Objective –
Please print all of the material below, word for word.

::::::

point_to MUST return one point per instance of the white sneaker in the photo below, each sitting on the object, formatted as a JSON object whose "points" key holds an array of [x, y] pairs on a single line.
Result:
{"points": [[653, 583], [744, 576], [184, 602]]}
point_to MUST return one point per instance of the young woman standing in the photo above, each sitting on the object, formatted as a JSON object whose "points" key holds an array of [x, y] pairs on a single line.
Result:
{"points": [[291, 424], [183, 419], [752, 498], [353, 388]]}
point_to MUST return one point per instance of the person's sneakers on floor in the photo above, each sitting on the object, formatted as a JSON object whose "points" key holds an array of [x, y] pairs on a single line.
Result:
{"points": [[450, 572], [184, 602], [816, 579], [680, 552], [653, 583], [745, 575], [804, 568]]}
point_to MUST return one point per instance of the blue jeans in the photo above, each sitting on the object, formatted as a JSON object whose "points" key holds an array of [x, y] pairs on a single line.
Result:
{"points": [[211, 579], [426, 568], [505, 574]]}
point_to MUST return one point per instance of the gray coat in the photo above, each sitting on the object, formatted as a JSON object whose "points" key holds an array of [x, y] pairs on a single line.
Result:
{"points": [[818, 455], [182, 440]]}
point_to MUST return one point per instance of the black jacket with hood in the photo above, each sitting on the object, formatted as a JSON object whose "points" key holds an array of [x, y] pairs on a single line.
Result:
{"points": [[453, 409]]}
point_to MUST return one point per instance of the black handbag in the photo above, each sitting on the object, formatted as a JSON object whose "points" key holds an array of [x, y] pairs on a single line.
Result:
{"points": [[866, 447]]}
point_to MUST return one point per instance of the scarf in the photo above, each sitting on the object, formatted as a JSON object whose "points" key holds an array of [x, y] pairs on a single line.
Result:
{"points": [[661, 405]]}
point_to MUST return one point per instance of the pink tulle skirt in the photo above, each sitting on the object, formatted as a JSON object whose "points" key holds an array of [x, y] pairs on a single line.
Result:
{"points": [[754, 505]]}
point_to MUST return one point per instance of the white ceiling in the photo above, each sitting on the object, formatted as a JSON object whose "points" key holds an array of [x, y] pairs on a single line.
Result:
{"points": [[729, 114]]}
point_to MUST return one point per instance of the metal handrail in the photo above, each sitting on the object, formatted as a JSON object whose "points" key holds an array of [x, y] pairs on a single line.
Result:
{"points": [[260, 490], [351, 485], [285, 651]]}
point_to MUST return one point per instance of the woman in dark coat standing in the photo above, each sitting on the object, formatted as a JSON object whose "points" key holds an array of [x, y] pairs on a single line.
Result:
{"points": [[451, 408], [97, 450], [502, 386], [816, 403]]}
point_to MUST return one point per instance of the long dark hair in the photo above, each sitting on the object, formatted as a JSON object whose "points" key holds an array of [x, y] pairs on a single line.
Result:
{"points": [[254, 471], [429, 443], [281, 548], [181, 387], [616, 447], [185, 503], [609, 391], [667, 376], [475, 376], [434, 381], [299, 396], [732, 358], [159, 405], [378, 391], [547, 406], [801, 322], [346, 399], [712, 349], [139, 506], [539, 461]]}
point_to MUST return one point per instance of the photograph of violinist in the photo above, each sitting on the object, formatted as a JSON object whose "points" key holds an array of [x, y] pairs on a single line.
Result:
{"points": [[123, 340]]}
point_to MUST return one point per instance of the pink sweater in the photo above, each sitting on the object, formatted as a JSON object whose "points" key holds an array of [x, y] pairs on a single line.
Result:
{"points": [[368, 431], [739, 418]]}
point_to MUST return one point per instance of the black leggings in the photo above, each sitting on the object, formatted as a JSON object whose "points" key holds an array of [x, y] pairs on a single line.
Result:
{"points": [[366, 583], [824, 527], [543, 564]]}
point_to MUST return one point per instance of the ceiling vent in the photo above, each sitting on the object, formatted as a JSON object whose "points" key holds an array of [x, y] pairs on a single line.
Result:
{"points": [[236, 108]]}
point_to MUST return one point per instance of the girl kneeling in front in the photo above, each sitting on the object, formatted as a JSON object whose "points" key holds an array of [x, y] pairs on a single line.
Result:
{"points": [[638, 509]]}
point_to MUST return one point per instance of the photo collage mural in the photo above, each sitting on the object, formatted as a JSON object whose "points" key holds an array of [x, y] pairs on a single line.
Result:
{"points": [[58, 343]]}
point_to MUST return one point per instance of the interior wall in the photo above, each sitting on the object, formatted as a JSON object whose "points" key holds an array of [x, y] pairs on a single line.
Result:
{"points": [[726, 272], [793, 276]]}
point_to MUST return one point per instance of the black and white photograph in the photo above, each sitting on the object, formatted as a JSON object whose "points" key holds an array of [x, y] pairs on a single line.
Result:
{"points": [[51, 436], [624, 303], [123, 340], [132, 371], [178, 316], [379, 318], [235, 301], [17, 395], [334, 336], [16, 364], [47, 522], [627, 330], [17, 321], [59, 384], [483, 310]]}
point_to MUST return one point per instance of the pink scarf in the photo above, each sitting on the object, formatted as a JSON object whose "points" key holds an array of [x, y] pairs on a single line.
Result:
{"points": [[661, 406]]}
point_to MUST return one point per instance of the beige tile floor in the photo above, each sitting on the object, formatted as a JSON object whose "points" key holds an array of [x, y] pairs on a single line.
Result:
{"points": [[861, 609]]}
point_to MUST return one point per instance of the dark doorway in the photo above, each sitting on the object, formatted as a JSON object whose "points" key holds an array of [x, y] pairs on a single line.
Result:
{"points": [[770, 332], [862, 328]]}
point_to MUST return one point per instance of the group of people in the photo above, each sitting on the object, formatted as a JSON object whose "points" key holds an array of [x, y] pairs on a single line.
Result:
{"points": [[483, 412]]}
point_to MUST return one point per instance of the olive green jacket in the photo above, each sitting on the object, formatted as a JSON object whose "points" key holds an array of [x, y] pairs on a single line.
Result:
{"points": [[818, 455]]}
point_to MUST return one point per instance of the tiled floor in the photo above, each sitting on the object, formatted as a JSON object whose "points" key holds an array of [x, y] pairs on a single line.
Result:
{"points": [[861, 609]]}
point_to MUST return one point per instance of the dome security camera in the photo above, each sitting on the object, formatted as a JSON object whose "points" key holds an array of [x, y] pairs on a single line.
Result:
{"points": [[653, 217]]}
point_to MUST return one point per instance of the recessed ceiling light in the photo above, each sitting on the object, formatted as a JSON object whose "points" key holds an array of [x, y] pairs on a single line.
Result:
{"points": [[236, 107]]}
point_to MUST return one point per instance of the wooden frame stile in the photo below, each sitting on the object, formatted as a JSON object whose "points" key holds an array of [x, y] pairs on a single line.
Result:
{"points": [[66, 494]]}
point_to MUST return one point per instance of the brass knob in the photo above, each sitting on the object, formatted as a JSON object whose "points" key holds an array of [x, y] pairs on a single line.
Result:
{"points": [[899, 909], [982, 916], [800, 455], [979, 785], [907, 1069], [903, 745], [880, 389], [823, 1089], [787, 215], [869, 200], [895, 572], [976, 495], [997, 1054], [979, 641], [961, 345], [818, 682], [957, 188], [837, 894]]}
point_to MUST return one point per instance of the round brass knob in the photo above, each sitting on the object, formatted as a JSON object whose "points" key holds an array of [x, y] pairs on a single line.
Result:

::::::

Answer for this exercise –
point_to MUST return one point per instance of the white sneaker in the photo below, each sitting on the object, formatted as a JSON object whose "points" key holds an array of [x, y] pairs on a single line.
Result:
{"points": [[653, 583], [744, 576], [184, 602]]}
point_to MUST return one point per instance of the young woman standing in the photo above, each sitting on the object, formatted as a JSON object whose "points" key holds an array of [x, y] pairs on a single line.
Result:
{"points": [[291, 424], [183, 419], [752, 498], [353, 388]]}
point_to MUST return one point per instance of the person's sneakers on floor in the photo above, each sitting on the object, formatted as a JSON object whose "points" key holds an array of [x, y] pairs on a single line.
Result:
{"points": [[450, 572], [184, 602], [816, 579], [680, 552], [653, 583], [745, 575], [804, 568]]}
point_to MUST return one point per instance of the blue jeans in the photo above, each sitting on the object, formatted as a JSON object whose "points" key holds an array of [x, y] pairs on a single line.
Result:
{"points": [[211, 579], [426, 568], [505, 574]]}
point_to MUST return one point per instance of the gray coat in the photo above, each sitting on the object, formatted as a JSON object whose "points" key holds an array of [x, y] pairs on a single line.
Result:
{"points": [[818, 455], [182, 440]]}
point_to MUST return one point per instance of the black jacket with hood in the photo above, each sitting on the object, formatted as a JSON object whose "points" key holds an array of [x, y] pairs on a single line.
Result:
{"points": [[453, 409]]}
point_to MUST return one point per instance of the black handbag in the photo above, each sitting on the object, formatted as a JSON object whose "points" key holds an array of [x, y] pairs on a single line.
Result:
{"points": [[866, 447]]}
point_to MUST return one point per instance of the scarf in the photo above, each sitting on the object, formatted as a JSON object whose "points" key holds an array of [x, y] pairs on a single line.
Result:
{"points": [[661, 405]]}
point_to MUST return one point per instance of the pink tulle skirt in the photo above, each sitting on the object, formatted as a JSON object whose "points" key holds an array of [x, y] pairs on a single line.
Result:
{"points": [[754, 505]]}
point_to MUST return one point per instance of the white ceiling in the photo above, each sitting on the object, formatted as a JSON object whose "points" key holds an array of [x, y] pairs on a single line.
Result:
{"points": [[729, 114]]}
point_to MUST return one point per instance of the metal handrail in the photo above, each sitting on the object, formatted as a JSON object whose "points" key holds an array of [x, y] pairs on a single line.
Result:
{"points": [[260, 490], [351, 485], [285, 651]]}
point_to MUST return one point per instance of the woman in dark coat standing in the photo above, each sitting on the object, formatted as a JSON object whose "points" key holds an array of [x, y] pairs on a single line.
Result:
{"points": [[451, 408], [97, 450], [502, 386], [816, 403]]}
point_to MUST return one point per instance of the long dark hair in the photo above, each sitting on the object, formatted as a JSON object whose "points" key holds an array of [x, y] pairs on a single line.
Result:
{"points": [[254, 471], [429, 443], [281, 548], [181, 387], [616, 447], [185, 503], [609, 391], [667, 376], [475, 376], [434, 381], [299, 396], [732, 358], [159, 405], [378, 391], [547, 406], [801, 322], [346, 399], [712, 349], [139, 506], [539, 461]]}
point_to MUST return one point per instance of the photograph of violinist in the photo above, each sitting on the object, formatted as a JSON object whose "points" key holds an array of [x, y] pairs on a single line.
Result:
{"points": [[123, 340]]}
point_to MUST return one point per instance of the pink sweater in the photo above, each sitting on the object, formatted as a JSON object whose "points" key holds an array of [x, y] pairs on a single line.
Result:
{"points": [[368, 431], [739, 418]]}
point_to MUST return one point per instance of the black leggings in the photo above, each sitting on the object, formatted as a JSON object whose "points" key holds an array of [x, y] pairs on a single line.
Result:
{"points": [[366, 583], [824, 527], [543, 564]]}
point_to MUST return one point per instance of the ceiling vent in the photo above, each sitting on the object, formatted as a JSON object whose "points" key holds an array of [x, y] pairs on a single line.
Result:
{"points": [[236, 108]]}
point_to MUST return one point per instance of the girl kneeling in front in the photo above, each sitting on the object, formatted as a JSON object whose "points" key holds an array of [x, y] pairs on a single line.
Result:
{"points": [[638, 509]]}
point_to MUST return one point per instance of the photo collage mural in the photo above, each sitting on the object, formatted as a JSON object whose "points" key holds an array of [x, y] pairs on a single line.
Result:
{"points": [[58, 343]]}
point_to MUST return one point per instance of the interior wall in the photo above, each sitting on the object, formatted as a JSON object whose "points" key holds an array of [x, y] pairs on a single line.
Result:
{"points": [[726, 272], [793, 276]]}
point_to MUST return one point per instance of the black and white photograph in the photo above, each sitting on the object, formatted as a JSON object whose "points" key holds an array of [x, y] pairs on a single line.
Result:
{"points": [[51, 436], [624, 303], [123, 340], [132, 371], [178, 316], [379, 318], [235, 301], [17, 395], [334, 336], [16, 364], [47, 522], [627, 330], [17, 321], [59, 384], [483, 310]]}
point_to MUST return one point per instance of the pink scarf in the photo above, each sitting on the object, formatted as a JSON object whose "points" key holds an array of [x, y] pairs on a single line.
Result:
{"points": [[661, 406]]}
point_to MUST return one point per instance of the beige tile floor in the photo above, each sitting on the object, formatted as a JSON object whose "points" key holds an array of [x, y] pairs on a single line.
Result:
{"points": [[861, 609]]}
point_to MUST return one point per instance of the dark doorway in the photo above, each sitting on the object, formatted as a JSON object whose "points" key holds an array of [x, y] pairs on a single line.
Result:
{"points": [[770, 332], [862, 328]]}
point_to MUST return one point per instance of the group of people in the photo above, each sitting on the object, formatted as a JSON object whose "points" key holds an array of [x, y] pairs on a single line.
Result:
{"points": [[483, 412]]}
point_to MUST return one point per instance of the olive green jacket in the photo above, each sitting on the object, formatted as a JSON object whose "points" key holds an array of [x, y] pairs on a single line.
Result:
{"points": [[818, 455]]}
point_to MUST return one point per instance of the tiled floor in the photo above, each sitting on the object, formatted as a JSON object whose "points" key holds an array of [x, y] pairs on a single line.
Result:
{"points": [[861, 609]]}
point_to MUST return one point per instance of the dome security camera in the photo above, each sitting on the object, formatted as a JSON object whose "points" key holds an array of [x, y] pairs on a single line.
Result:
{"points": [[653, 217]]}
point_to MUST return one point per instance of the recessed ceiling light in the photo above, each sitting on the object, formatted as a JSON object whose "points" key holds an array of [x, y] pairs on a single line.
Result:
{"points": [[236, 107]]}
point_to MUST return one point per instance of the wooden frame stile in the photo below, each sitting on the object, formatted as a JSON object whose "points" key holds an array of [x, y] pairs on a single line.
Result:
{"points": [[66, 494]]}
point_to MUST return one point per instance of the brass knob in the photo above, each sitting on the object, formatted as a JSON object whose "points" key holds an array of [x, y] pairs on a single line.
Result:
{"points": [[899, 909], [982, 916], [800, 455], [979, 785], [907, 1069], [903, 745], [880, 389], [823, 1089], [787, 215], [869, 200], [895, 572], [976, 495], [997, 1054], [979, 641], [961, 345], [818, 682], [957, 188], [837, 894]]}
point_to MUST return one point per instance of the round brass knob in the photo above, each sitting on the object, formatted as a JSON object whose "points" key holds an array of [x, y] pairs on a single line.
Result:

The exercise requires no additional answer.